▸ **Objective**
Extract the final stretch of the data: the line that contains "Mark a dot on every instance of the tree trunk" and every line after it, unaltered, and no other lines.

Collected data
▼▼▼
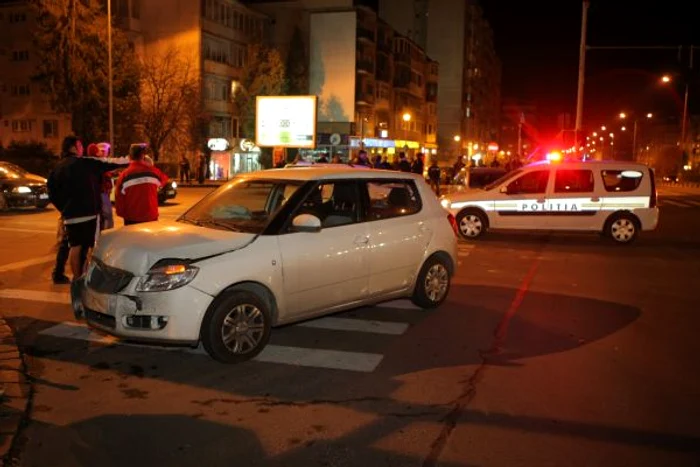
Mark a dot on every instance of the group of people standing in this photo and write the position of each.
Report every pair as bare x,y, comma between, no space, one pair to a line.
80,188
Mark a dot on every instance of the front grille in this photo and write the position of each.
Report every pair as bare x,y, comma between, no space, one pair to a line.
101,319
106,279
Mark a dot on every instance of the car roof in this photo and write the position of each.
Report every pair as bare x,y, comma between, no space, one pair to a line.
582,164
328,172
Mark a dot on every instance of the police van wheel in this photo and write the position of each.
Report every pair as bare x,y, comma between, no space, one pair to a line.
622,228
471,224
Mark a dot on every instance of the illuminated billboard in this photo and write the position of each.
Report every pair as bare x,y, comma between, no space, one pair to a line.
332,64
285,121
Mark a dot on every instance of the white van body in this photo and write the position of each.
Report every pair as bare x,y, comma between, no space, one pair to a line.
615,198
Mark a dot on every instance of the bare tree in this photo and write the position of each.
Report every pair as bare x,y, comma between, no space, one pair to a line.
169,100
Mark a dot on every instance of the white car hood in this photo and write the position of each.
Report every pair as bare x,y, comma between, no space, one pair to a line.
471,194
138,247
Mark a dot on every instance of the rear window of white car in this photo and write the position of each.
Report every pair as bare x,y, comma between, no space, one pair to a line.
621,181
392,198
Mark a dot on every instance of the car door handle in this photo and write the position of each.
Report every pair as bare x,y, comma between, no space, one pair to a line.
362,240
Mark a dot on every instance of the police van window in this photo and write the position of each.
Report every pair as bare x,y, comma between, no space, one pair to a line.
573,181
620,181
534,182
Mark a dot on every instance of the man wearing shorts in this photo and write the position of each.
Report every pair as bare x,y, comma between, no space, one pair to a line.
75,188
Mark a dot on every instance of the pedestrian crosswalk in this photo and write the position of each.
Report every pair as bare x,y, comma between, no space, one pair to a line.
680,202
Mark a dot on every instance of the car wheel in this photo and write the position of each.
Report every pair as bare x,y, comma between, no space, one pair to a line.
472,224
622,228
432,284
237,328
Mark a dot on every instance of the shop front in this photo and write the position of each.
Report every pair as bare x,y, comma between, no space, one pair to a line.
228,160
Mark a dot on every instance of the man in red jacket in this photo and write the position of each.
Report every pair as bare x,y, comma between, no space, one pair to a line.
136,191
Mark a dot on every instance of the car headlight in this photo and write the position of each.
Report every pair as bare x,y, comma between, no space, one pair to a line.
162,277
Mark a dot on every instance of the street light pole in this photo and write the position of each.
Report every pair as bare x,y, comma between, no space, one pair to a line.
109,75
634,141
581,72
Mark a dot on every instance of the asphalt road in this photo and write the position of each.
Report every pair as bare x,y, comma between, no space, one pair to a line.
559,350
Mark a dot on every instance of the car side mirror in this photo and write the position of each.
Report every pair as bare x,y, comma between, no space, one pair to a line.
306,223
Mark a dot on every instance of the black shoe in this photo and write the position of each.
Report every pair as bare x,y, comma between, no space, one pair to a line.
61,280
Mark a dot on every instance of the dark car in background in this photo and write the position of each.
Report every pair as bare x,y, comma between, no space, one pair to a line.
21,189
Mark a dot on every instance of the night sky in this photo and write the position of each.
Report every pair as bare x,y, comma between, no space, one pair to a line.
538,43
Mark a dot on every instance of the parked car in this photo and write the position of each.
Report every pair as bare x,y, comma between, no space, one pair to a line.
21,189
267,249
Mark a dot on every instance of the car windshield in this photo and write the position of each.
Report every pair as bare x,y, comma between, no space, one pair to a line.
8,170
243,205
501,180
481,179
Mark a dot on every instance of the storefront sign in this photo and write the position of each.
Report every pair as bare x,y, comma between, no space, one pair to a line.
217,144
247,145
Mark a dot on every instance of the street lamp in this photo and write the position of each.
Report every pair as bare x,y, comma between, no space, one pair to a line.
667,79
406,118
634,130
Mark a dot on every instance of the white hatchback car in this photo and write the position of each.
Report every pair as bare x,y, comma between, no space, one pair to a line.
617,199
267,249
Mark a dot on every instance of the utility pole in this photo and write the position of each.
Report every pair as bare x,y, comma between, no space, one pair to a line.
109,77
581,73
684,124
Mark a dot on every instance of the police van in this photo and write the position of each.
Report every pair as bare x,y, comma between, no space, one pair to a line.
617,199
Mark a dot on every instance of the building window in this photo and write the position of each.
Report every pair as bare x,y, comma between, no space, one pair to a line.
136,9
21,126
18,17
20,55
20,90
50,128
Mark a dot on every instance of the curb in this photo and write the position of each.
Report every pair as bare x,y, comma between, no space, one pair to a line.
14,391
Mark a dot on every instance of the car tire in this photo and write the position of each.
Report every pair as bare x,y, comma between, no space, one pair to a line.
471,224
622,228
249,327
432,284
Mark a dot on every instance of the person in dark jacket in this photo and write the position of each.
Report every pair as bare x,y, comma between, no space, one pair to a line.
434,176
137,188
75,188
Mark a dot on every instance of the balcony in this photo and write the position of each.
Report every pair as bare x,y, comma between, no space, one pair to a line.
365,66
365,34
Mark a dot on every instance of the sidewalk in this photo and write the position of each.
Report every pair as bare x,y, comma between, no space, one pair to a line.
14,391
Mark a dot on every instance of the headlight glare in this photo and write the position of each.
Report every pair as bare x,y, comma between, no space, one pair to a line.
163,277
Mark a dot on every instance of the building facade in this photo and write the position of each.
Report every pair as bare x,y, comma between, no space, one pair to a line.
26,113
394,91
470,71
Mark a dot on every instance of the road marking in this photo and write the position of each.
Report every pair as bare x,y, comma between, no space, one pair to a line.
10,229
62,298
356,325
27,263
298,356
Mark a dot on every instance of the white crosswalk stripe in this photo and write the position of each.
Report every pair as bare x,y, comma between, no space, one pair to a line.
302,355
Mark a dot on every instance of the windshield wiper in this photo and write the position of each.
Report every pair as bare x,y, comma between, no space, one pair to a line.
190,221
216,223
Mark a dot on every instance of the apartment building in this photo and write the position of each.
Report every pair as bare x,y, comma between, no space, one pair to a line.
457,35
26,113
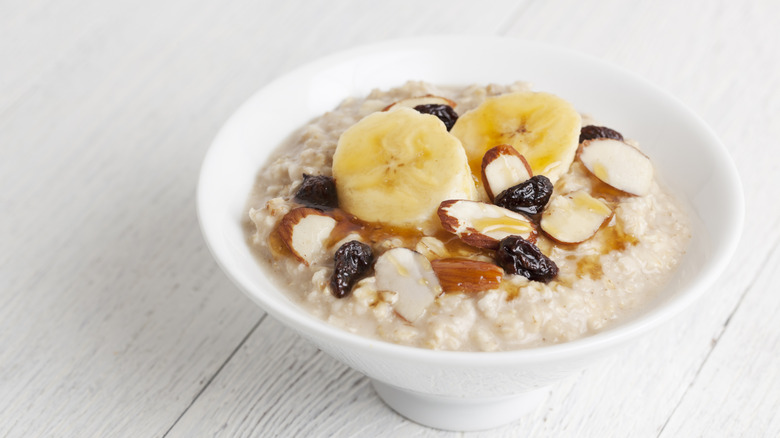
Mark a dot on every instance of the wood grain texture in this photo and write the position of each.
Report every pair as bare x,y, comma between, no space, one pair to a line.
115,321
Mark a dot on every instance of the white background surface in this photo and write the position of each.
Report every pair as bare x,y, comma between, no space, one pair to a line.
115,321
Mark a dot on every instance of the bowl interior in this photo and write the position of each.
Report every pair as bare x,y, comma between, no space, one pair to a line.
687,155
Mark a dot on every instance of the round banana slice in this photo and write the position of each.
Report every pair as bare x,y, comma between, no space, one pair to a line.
543,127
396,167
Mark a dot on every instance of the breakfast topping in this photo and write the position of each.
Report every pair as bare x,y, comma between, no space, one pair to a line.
502,168
351,262
519,256
317,191
410,275
483,225
574,217
412,102
465,275
396,167
592,132
529,197
305,231
618,164
542,127
445,113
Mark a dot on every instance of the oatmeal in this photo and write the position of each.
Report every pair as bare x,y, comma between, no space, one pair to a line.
479,218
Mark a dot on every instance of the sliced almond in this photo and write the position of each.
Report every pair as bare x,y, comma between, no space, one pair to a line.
410,275
305,231
574,217
412,102
483,225
465,275
502,168
618,164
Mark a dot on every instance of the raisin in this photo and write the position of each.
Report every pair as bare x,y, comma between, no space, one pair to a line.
591,132
529,197
445,113
352,261
519,256
317,191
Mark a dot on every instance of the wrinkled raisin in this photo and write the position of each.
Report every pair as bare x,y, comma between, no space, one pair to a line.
591,132
529,197
519,256
445,113
352,261
317,191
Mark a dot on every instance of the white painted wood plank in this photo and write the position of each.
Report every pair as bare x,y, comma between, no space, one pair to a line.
738,388
632,394
279,385
113,318
112,311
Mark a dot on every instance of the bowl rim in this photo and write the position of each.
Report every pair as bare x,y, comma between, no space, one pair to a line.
312,327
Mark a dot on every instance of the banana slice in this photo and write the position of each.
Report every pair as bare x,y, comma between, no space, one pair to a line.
543,127
396,167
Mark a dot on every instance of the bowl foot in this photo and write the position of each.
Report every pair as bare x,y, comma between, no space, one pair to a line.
459,414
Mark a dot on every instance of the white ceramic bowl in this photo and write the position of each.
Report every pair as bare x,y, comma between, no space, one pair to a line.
467,390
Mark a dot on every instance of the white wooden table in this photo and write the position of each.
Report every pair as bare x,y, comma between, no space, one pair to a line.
115,320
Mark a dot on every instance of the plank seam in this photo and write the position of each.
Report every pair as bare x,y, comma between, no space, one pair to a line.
216,373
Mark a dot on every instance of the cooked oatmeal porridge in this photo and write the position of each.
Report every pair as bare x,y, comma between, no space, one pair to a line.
399,216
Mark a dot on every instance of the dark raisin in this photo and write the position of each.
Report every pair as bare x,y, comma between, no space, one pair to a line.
591,132
529,197
445,113
352,261
519,256
317,191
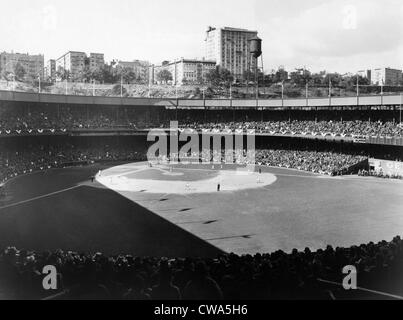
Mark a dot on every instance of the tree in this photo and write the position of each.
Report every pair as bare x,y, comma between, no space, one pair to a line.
19,71
164,76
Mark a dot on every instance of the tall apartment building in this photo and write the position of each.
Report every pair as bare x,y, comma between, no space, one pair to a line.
140,68
73,62
50,70
186,71
96,60
230,48
386,76
32,64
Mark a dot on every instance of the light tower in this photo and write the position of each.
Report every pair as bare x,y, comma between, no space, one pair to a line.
256,52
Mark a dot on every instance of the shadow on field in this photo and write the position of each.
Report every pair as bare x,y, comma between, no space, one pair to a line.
88,219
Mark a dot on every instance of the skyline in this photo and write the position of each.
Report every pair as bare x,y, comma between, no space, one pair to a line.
337,36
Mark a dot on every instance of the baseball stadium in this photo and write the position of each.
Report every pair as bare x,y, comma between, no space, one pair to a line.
79,191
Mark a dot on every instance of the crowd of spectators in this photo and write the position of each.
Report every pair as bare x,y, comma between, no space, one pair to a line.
298,127
278,275
330,163
39,120
378,174
15,163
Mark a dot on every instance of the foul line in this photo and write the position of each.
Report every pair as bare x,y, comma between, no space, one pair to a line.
37,198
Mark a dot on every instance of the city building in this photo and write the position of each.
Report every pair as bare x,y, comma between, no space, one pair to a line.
185,71
50,70
230,48
365,74
140,68
96,60
33,64
73,62
386,76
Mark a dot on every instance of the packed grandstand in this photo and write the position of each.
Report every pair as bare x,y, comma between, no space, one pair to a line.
278,275
41,137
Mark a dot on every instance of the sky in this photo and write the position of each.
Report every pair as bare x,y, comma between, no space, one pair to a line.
333,35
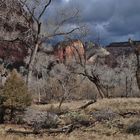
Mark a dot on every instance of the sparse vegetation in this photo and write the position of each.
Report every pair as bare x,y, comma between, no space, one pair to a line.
15,95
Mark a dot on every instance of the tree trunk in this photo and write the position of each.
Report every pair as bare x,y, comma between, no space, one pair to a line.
31,64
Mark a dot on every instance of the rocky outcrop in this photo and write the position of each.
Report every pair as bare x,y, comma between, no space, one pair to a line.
15,26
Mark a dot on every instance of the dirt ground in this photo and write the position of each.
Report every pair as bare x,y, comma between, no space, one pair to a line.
127,111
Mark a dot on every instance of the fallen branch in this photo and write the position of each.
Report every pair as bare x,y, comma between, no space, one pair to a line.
66,129
12,131
126,114
87,104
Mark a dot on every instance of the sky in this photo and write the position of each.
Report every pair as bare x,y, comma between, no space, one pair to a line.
107,20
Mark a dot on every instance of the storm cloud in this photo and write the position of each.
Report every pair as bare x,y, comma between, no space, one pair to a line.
108,20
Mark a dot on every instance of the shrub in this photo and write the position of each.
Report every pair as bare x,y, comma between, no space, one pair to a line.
40,119
134,128
15,95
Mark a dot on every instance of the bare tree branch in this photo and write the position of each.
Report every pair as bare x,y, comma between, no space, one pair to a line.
44,9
▲▲▲
▸ **Written response**
Mark a dot on every instance of the tree trunk in this photo and write the position of each.
Report every pair as bare x,y, comma between, no space, one pair to a line.
31,64
Mark a dot on every instance of the rocky outcrop in this photo and write the position of each.
Report every pair as bare x,y, comma between, no space, one pair to a line.
15,26
Mark a dot on every instance of the dirt ground in this photo and write the position of each.
Report every pair as bare x,y, comma between, no space, one pair to a line.
127,111
Mark a dot on every instance of the fallen branch in this photo and write the position of each.
Report every pair as bare x,y, comma between, no space, one pair to a line.
66,129
12,131
126,114
87,104
Mark a dot on every instance of the sky in this photo and write the position of each.
Report every pair as bare x,y, comma between, no space, one pair to a line.
107,20
Mark a dot on every instance of the storm cloud in this photo and write the position of each.
Report every pair as bare x,y, comma between, no space, one pair to a line.
108,20
Mark a dot on every instance of the shrub in this photo and write the position of each.
Report every pair as bare x,y, comma between, no space, one pair to a line.
40,119
134,128
15,95
Mark a dot on every instance of the bare tree branch in this photo and write the position of each.
Report every pair as bare x,y, comma between, no space, one pair to a line.
44,9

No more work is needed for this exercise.